#### TEXTO FORNECIDO
___
Nos termos do artigo 13.o desta diretiva:

«1.   Os Estados‑Membros devem pôr em vigor as disposições legislativas, regulamentares e administrativas necessárias para dar cumprimento à presente diretiva até 21 de julho de 2004, e informar imediatamente a Comissão desse facto.

[…]

3.   A obrigação a que se refere o n.o 1 do artigo 4.o aplica‑se exclusivamente aos planos e programas cujo primeiro ato preparatório formal seja posterior à data referida no n.o 1. […]»

Direito belga

13

O Decreto da Região da Valónia de 27 de junho de 1996 relativo aos resíduos (décret de la Région wallone du 27 juin 1996 relatif aux déchets) (Moniteur belge de 2 de agosto de 1996, p. 20685), na versão resultante das alterações que lhe foram introduzidas em último lugar pelo Decreto da Região da Valónia de 16 de outubro de 2003 (décret de la Région wallone du 16 octobre 2003) (Moniteur belge de 23 de outubro de 2003, p. 51644, a seguir «Decreto de 1996»), contém um artigo 24.o, cujos n.os 1 e 2 preveem:

«1.   O Governo aprova, nos termos dos artigos 11.° a 16.° do Decreto de 21 de abril de 1994 relativo à planificação em matéria de ambiente no âmbito do desenvolvimento sustentável, um plano de gestão de resíduos. Este plano constitui um programa setorial na aceção deste decreto. Pode incluir uma planificação por tipo de resíduos ou por setor de atividades.

O plano deve compreender nomeadamente:

uma descrição dos tipos, quantidades e origens dos resíduos, das modalidades de gestão dos resíduos produzidos e transportados anualmente, das instalações que estão a ser exploradas e dos locais ocupados;

[…]

O plano é acompanhado de dados relativos […] às suas consequências previsíveis para o ambiente.

2.   O Governo aprova, de acordo com o procedimento previsto nos artigos 25.° e 26.°, um plano de centros de enterramento técnico que compreenda os locais suscetíveis de serem destinados à implantação e à exploração de centros de enterramento técnico, com exceção dos centros de enterramento cuja utilização exclusiva é reservada ao produtor de resíduos.

Não poderá ser autorizado nenhum centro de enterramento técnico, com exceção daqueles cuja utilização exclusiva é reservada ao produtor de resíduos, para além dos previstos no plano a que se refere o presente número.»

14

O artigo 25.o, n.o 2, primeiro parágrafo, do Decreto de 1996 prevê:

«O projeto de plano dos centros de enterramento técnico está sujeito a estudos de impacto ambiental. […]»
___
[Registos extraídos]

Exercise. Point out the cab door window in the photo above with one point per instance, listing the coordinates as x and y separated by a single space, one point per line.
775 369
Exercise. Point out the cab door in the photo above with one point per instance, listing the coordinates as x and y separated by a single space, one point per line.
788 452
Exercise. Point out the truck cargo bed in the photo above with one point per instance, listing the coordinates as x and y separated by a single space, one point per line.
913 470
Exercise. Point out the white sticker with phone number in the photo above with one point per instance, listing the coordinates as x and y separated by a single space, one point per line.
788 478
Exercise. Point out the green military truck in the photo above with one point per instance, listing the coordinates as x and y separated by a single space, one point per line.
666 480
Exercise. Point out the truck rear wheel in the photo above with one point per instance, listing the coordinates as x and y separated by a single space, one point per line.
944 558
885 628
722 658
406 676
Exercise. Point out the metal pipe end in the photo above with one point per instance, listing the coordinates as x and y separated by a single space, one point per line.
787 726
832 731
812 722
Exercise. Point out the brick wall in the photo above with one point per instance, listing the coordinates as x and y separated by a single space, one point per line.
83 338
___
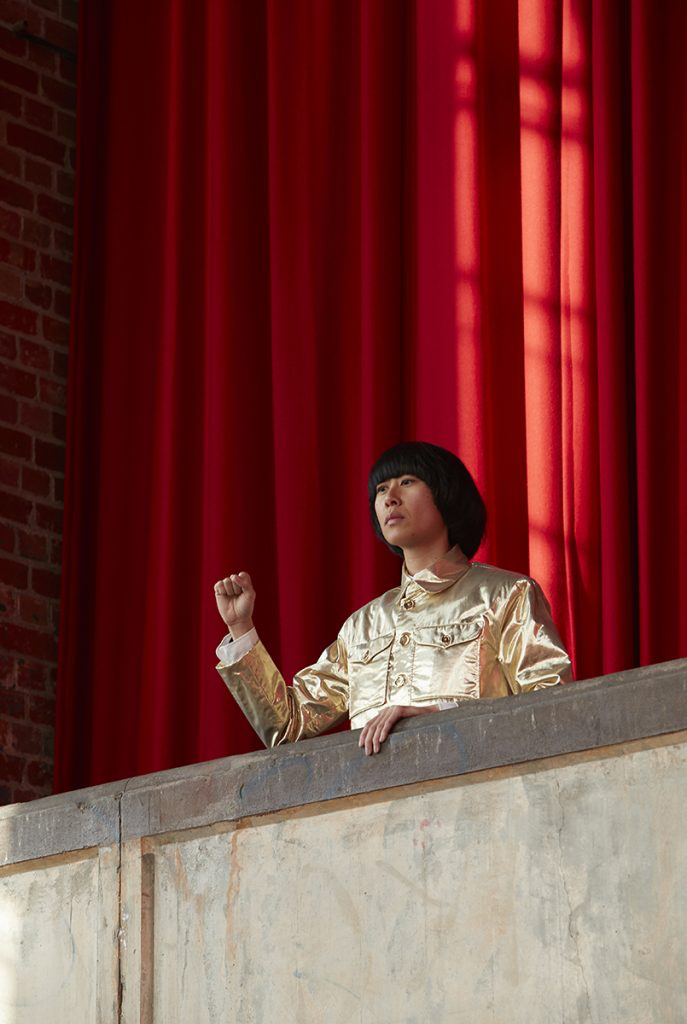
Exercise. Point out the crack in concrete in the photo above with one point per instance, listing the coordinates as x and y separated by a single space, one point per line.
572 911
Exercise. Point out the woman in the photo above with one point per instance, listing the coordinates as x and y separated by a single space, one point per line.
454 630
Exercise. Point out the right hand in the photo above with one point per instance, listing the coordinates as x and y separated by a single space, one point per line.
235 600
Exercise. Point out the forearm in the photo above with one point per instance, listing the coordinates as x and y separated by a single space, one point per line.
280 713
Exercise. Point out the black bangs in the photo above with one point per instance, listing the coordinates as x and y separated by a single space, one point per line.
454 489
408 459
___
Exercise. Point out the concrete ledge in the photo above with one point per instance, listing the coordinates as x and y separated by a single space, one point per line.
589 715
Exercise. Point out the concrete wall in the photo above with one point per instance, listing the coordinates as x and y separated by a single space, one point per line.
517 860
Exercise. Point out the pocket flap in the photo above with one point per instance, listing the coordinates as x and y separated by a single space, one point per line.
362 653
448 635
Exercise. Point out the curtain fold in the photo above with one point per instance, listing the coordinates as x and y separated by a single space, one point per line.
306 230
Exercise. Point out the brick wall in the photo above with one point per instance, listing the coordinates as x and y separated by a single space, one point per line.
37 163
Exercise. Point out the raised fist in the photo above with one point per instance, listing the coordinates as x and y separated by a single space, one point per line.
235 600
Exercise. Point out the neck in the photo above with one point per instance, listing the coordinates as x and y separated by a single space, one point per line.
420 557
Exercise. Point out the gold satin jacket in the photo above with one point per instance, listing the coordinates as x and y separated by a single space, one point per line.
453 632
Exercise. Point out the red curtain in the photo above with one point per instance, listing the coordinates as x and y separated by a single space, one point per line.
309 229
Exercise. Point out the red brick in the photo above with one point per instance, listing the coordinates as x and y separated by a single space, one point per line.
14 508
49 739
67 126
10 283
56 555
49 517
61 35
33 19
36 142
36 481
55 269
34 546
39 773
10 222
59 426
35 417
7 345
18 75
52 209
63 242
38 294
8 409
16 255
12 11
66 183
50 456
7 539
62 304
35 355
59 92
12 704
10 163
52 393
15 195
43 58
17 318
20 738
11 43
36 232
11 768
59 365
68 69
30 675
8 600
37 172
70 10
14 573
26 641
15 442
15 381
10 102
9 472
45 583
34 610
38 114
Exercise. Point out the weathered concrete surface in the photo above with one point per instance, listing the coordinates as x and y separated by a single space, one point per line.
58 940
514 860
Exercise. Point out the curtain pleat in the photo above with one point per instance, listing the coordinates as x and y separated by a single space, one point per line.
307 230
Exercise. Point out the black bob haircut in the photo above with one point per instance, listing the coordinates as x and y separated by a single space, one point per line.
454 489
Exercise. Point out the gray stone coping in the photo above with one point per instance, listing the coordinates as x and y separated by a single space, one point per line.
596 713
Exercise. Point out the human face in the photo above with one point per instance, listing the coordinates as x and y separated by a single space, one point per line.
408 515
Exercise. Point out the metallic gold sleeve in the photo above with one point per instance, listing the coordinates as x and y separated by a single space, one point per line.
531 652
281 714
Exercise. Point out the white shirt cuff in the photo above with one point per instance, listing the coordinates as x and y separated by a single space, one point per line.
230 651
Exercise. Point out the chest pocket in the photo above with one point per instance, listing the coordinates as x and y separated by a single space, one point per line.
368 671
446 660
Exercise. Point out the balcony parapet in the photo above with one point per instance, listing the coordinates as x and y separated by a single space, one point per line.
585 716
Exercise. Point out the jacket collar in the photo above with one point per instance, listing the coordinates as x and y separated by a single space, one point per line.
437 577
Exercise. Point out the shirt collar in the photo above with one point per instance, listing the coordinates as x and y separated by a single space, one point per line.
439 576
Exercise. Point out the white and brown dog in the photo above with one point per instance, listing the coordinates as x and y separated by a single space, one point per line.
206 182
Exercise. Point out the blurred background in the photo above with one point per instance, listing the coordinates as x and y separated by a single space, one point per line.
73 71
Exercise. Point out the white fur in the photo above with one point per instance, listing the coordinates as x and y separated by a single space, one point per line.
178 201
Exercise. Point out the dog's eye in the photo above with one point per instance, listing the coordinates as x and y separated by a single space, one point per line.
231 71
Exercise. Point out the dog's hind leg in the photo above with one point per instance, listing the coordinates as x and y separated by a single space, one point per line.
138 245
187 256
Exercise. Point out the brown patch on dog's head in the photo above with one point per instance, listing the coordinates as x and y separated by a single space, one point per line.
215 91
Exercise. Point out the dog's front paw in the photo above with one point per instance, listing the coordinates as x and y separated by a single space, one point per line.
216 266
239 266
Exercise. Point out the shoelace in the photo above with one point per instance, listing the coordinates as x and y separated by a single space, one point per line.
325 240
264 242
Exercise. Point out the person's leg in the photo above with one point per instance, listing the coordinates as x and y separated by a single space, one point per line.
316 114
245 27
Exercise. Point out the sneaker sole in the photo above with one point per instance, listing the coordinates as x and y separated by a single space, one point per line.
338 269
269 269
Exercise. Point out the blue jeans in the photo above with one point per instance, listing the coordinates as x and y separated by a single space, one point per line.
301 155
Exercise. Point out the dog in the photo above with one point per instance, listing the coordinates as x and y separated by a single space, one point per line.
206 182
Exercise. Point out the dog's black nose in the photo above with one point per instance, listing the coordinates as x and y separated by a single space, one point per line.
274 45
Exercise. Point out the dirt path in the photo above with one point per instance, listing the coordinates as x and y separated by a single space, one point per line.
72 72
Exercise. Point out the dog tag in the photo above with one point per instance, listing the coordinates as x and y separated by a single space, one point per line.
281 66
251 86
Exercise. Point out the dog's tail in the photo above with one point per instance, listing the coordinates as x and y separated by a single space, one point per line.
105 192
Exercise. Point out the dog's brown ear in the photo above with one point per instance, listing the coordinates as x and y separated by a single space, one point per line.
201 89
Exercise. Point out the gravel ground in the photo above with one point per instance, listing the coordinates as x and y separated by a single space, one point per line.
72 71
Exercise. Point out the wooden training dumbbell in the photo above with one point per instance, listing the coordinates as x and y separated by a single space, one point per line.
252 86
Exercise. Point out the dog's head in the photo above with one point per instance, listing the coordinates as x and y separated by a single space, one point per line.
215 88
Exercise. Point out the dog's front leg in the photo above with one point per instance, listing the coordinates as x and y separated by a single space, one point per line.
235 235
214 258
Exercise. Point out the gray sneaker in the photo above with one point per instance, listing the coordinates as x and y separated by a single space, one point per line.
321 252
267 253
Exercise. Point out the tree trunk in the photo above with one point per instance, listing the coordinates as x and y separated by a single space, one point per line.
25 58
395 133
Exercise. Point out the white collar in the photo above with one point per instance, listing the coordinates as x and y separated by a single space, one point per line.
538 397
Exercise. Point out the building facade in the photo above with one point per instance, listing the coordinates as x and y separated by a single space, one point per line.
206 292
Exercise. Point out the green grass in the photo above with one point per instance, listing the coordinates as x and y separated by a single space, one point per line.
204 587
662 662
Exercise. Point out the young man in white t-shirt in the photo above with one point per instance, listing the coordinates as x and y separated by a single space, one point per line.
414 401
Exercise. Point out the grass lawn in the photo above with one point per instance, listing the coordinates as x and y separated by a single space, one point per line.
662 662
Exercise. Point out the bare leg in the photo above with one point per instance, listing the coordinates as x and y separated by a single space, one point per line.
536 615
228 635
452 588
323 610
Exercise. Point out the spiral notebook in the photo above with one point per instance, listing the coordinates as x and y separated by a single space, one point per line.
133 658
___
#### PEDIDOS
- 1) No texto sobre a legislação de resíduos da Valónia, até que data deviam os Estados‑Membros pôr em vigor as disposições necessárias para dar cumprimento à diretiva?
- 2) Prossiga o texto sobre a legislação de resíduos da Valónia a partir da última frase apresentada.
As linhas não são necessárias para estas tarefas.

#### RESPOSTAS POR ORDEM
- 1) Até 21 de julho de 2004.

- 2)
15

Em execução, respetivamente, dos n.os 1 e 2 do artigo 24.o do Decreto de 1996, o Governo valão adotou, por um lado, em 15 de janeiro de 1998, o Plano valão dos resíduos «Horizon 2010» (plan wallon des déchets «Horizon 2010») (Moniteur belge de 21 de abril de 1998, p. 11806), e, por outro, em 1 de abril de 1999, o Plano de centros de enterramento técnico (plan des centres d’enfouissement technique) (Moniteur belge de 13 de julho de 1999, p. 26747), que entrou em vigor em 13 de julho 1999.

16

O artigo 70.o do Decreto de 1996 dispõe:

«Enquanto não tiver entrado em vigor o Plano dos centros de enterramento técnico a que se refere o artigo 24.o, n.o 2, os pedidos de autorização na aceção do artigo 11.o para a implantação e exploração de centros de enterramento técnico e os pedidos de licença de construção, na aceção do artigo 41.o, n.o 1, do Código valão relativo à organização do território, ao urbanismo e ao património [code wallon de l’aménagement du territoire, de l’urbanisme et du patrimoine], que tenham sido considerados admissíveis antes da aprovação do presente decreto pelo Parlamento podem ser deferidos para zonas industriais, agrícolas e de extração, nos termos em que estas zonas estiverem definidas nos artigos 172.°, 176.° e 182.° do mesmo código.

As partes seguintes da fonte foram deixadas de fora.